Tag Archives: Philip Levine

Contemporary Fiction Poetry

On the Fiction and Poetry of Marge Piercy

Sunday, August 14, 2016

When the Insight of the Theme Is Less than the Sum of the Sentences: Marge Piercy and the Need to Write Less (and Better)

I first read Marge Piercy’s poems back in 1969, when I bought a copy of Breaking Camp at the UCLA Bookstore. Piercy was much younger than Philip Levine, whose Not This Pig had also been published by Wesleyan University Press the year before. I had purchased Levine’s book in large part because Glover Davis, his former student, had brought Levine to San Diego State to give a reading. It’s possible that Piercy’s book caught my attention because she, too, was born in Detroit and emphasized working-class themes of a struggle to keep one’s imagination intact in the face of numbing labor. In truth, though, despite the fact that I have been intermittently reading her poetry ever since, I have to confess that I would be hard pressed to name a specific poem of hers that I admire. I still buy her books, though, because there is something I admire about her gritty persistence. She is better known as a novelist than as a poet, though, so I will start with that portion of her body of writing.

I find myself writing about Piercy today because I have given myself a couple of hours of respite from the travail of assisting my 94 year old mother as she slips into dementia, and decided to work on my bookshelves, which are more chaotically organized than ever. One of the books I pulled off was Sex Wars: A Novel of Gilded Age New York, which was published in the middle of the last decade. Perhaps the coinciding hand of historical events guided my hand to the shelf with that book, for one of its primary characters is Victoria Woodhull, the first woman to run for President. Unlike Hillary Clinton, Woodhull faced an overwhelming number of obstacles in converting her candidacy into an electoral victory, not the least of which was her inability to vote for herself, since suffrage for women was still decades in the offing.
★ ★ ★ ★ ★
### PROBLEM TO SOLVE
Decide whether each statement below agrees with the essay on Marge Piercy, answering yes or no and quoting the words of the essay that decide it. (a) The writer bought a copy of Breaking Camp at the UCLA Bookstore in 1969. (b) Piercy was older than Philip Levine. (c) Piercy is better known as a poet than as a novelist.

### INFORMATION GIVEN
★ ★ ★ ★ ★
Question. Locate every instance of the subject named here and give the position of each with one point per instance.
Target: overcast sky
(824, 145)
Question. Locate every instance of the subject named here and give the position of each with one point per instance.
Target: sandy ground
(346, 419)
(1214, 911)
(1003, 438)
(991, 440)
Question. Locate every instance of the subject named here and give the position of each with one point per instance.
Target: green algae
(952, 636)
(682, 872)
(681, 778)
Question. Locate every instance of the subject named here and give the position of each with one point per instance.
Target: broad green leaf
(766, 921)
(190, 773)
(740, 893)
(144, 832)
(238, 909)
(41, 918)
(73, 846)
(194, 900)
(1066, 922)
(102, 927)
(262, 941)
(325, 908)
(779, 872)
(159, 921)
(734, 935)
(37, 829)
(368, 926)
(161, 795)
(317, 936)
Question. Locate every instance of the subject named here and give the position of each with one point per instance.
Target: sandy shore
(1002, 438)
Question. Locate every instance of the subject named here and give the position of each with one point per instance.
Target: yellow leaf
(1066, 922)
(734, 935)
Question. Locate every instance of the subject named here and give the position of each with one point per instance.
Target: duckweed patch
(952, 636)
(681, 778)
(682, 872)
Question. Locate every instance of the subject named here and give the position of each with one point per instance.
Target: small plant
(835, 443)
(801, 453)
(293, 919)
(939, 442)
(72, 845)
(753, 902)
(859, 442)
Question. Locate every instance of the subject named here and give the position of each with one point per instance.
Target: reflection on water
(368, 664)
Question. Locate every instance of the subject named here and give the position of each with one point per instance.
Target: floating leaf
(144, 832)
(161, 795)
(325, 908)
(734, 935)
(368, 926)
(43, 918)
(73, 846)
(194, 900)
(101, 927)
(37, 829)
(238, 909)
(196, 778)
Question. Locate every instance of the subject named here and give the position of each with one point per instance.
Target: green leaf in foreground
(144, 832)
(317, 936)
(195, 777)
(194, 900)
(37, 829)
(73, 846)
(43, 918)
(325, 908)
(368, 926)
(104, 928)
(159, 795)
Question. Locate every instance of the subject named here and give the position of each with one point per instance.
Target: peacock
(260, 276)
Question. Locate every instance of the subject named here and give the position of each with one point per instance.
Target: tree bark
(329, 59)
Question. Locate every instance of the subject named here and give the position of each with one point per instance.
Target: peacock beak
★ ★ ★ ★ ★
### FULL ANSWER
(a) Yes: "I first read Marge Piercy’s poems back in 1969, when I bought a copy of Breaking Camp at the UCLA Bookstore."
(b) No: "Piercy was much younger than Philip Levine"
(c) No: "She is better known as a novelist than as a poet"